| EXTRACT TO READ |
--- START ---

Another important observation is the more frequent occurrence of HBV associated AVH among diabetics than in non-diabetics (Table 2). About 60% cases of diabetic-AVH were due to HBV whereas about 60% of non-diabetic-AVH cases were due to HEV (Table 2). In India, 40–60% of the AVH in sporadic cases are due to HEV31 and HBV infection accounts for about 20% of the sporadic cases.32,33 In the present study, there were 28 patients with acute hepatitis B infection and 7 (25%) of them were diabetic. Higher proportion of diabetics (4/7 diabetics; 57%) compared to non-diabetic patients (5/21 non-diabetics; 23%) had severe hepatitis due to HBV infection and one of them died due to acute liver failure. In contrast, mortality did not occur in non-diabetics. This data would indicate that diabetics are more prone to develop acute hepatitis B virus infection and this is likely to cause severe hepatitis threatening life. It is unclear as to why frequency of acute HBV infection among diabetics would be high in an area hyperendemic for HEV. In the present study also hepatitis E was the commonest etiology of AVH in the whole cohort as well as among the non-diabetics. Frequent parenteral exposure, more often due to repeated testing and insulin therapy could be responsible for enhanced risk of HBV infection in diabetics. On multivariate analysis, diabetes had OR of 4 and acute HBV infection had OR of 4.7 for severe hepatitis. These finding would logically suggest inclusion of diabetics as routine candidates for HBV vaccination.

--- END ---

| YOUR OBJECTIVE |
Pick up the text on hepatitis B in diabetics after its last sentence and keep it going. The records have nothing to do with the text on hepatitis B in diabetics.

| SUPPLIED INFORMATION |

--- START ---

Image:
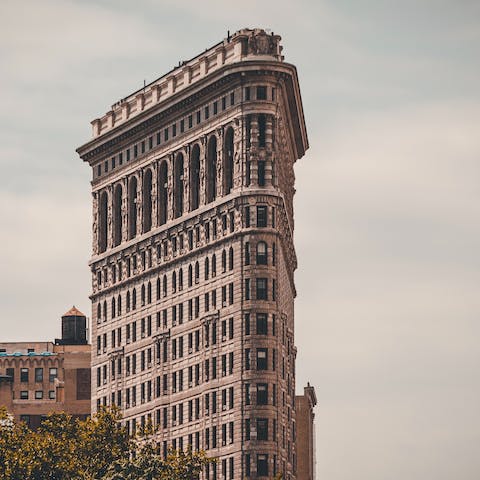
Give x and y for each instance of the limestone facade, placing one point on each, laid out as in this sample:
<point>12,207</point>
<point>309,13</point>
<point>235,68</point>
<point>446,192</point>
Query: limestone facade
<point>193,256</point>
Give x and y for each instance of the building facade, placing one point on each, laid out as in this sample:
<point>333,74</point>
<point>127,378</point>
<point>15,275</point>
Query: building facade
<point>38,378</point>
<point>305,404</point>
<point>193,256</point>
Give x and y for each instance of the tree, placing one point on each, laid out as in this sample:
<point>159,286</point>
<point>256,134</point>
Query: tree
<point>98,448</point>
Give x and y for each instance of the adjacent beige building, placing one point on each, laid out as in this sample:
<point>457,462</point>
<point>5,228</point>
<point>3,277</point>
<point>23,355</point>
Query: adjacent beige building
<point>193,258</point>
<point>38,378</point>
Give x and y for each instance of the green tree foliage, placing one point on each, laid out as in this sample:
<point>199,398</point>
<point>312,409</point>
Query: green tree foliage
<point>65,448</point>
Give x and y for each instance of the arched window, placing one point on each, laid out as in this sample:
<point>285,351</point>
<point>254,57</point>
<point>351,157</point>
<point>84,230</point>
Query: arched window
<point>212,169</point>
<point>195,178</point>
<point>134,299</point>
<point>207,268</point>
<point>178,186</point>
<point>180,279</point>
<point>147,201</point>
<point>197,272</point>
<point>228,162</point>
<point>117,215</point>
<point>102,222</point>
<point>261,253</point>
<point>132,207</point>
<point>214,265</point>
<point>162,193</point>
<point>224,261</point>
<point>190,275</point>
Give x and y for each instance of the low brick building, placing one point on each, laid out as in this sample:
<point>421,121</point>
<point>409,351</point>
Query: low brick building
<point>37,378</point>
<point>304,405</point>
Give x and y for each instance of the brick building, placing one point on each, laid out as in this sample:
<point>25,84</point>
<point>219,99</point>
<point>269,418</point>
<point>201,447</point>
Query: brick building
<point>37,378</point>
<point>193,258</point>
<point>305,405</point>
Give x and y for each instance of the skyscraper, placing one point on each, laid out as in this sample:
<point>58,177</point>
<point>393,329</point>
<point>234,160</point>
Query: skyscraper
<point>193,256</point>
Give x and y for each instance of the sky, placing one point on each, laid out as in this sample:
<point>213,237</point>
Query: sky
<point>387,206</point>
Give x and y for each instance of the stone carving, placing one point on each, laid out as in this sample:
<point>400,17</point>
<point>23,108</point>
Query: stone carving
<point>260,43</point>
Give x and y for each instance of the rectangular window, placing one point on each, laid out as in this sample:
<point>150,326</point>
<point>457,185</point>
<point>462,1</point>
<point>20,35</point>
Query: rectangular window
<point>39,375</point>
<point>262,328</point>
<point>261,216</point>
<point>24,375</point>
<point>247,289</point>
<point>262,465</point>
<point>261,173</point>
<point>262,358</point>
<point>262,289</point>
<point>262,429</point>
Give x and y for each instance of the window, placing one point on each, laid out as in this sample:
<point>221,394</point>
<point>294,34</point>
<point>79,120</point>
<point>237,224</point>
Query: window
<point>262,127</point>
<point>262,393</point>
<point>262,361</point>
<point>24,375</point>
<point>261,93</point>
<point>261,173</point>
<point>39,375</point>
<point>262,328</point>
<point>261,216</point>
<point>262,289</point>
<point>247,289</point>
<point>262,465</point>
<point>52,374</point>
<point>261,253</point>
<point>262,429</point>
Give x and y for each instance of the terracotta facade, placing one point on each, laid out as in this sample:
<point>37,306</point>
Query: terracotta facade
<point>193,256</point>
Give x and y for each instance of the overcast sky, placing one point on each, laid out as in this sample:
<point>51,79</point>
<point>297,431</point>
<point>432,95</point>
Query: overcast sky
<point>387,205</point>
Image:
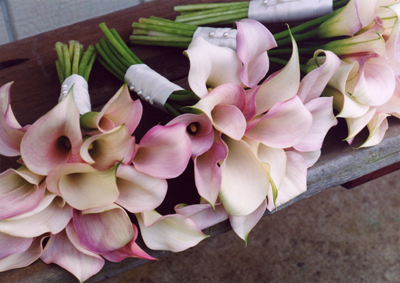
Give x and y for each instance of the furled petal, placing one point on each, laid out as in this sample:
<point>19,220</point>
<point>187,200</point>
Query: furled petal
<point>65,250</point>
<point>295,181</point>
<point>253,40</point>
<point>323,119</point>
<point>207,171</point>
<point>281,85</point>
<point>106,149</point>
<point>53,139</point>
<point>10,129</point>
<point>138,191</point>
<point>203,214</point>
<point>120,109</point>
<point>103,230</point>
<point>245,181</point>
<point>24,258</point>
<point>129,250</point>
<point>172,232</point>
<point>285,124</point>
<point>211,66</point>
<point>19,192</point>
<point>82,186</point>
<point>51,215</point>
<point>199,129</point>
<point>224,106</point>
<point>164,151</point>
<point>242,225</point>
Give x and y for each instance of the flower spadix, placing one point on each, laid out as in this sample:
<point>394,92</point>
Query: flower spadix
<point>120,109</point>
<point>211,66</point>
<point>82,186</point>
<point>56,137</point>
<point>11,131</point>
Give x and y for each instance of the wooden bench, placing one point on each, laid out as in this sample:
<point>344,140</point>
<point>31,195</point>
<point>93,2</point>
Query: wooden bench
<point>29,63</point>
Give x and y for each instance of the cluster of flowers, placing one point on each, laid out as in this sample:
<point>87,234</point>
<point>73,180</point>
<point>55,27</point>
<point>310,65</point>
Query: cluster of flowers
<point>251,140</point>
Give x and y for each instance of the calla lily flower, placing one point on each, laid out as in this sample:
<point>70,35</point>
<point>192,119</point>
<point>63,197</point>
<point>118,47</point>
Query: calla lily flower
<point>82,186</point>
<point>172,232</point>
<point>104,150</point>
<point>164,151</point>
<point>211,66</point>
<point>66,250</point>
<point>20,192</point>
<point>253,40</point>
<point>11,130</point>
<point>120,109</point>
<point>104,229</point>
<point>57,138</point>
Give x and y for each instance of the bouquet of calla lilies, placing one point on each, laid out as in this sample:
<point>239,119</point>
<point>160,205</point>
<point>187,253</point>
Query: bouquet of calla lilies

--- END ---

| ANSWER SECTION |
Insulin resistance is a key element in the pathogenesis of NAFLD and type 2 diabetes mellitus. Higher rate of severe hepatitis and ALF could be due to impaired capacity of hepatocytes to regenerate in the presence of insulin resistance as shown in patients with NAFLD undergoing partial hepatectomy9 and experimental rat models.34,35 However, in the present study, BMI and waist hip ratio were not associated with occurrence of severe hepatitis. These parameters were abnormal predominantly among the diabetics (Table 1) and therefore presence of diabetes as a robust predictor of development of severe hepatitis in both univariate and multivariate analysis in the present study might have masked the association of other metabolic factors with occurrence of severe hepatitis.

In conclusion, the present study has documented that patients with overt diabetes mellitus are at high risk to develop severe hepatitis as well as liver failure subsequent to AVH. Even in an area hyperendemic for hepatitis E like India, diabetics are at higher risk to contract hepatitis B virus infection. Therefore routine HBV vaccination should be recommended for diabetic patients.

Contributions by authors

KKS: Implementation, data management, analysis, draft; SKP: laboratory support; S—intellectual inputs, patient management, draft; SKA: design, concept, final write -up.

Conflicts of interest

All authors have none to declare.

Acknowledgments

The study was partially funded by Indian Council of Medical Research, New Delhi, India.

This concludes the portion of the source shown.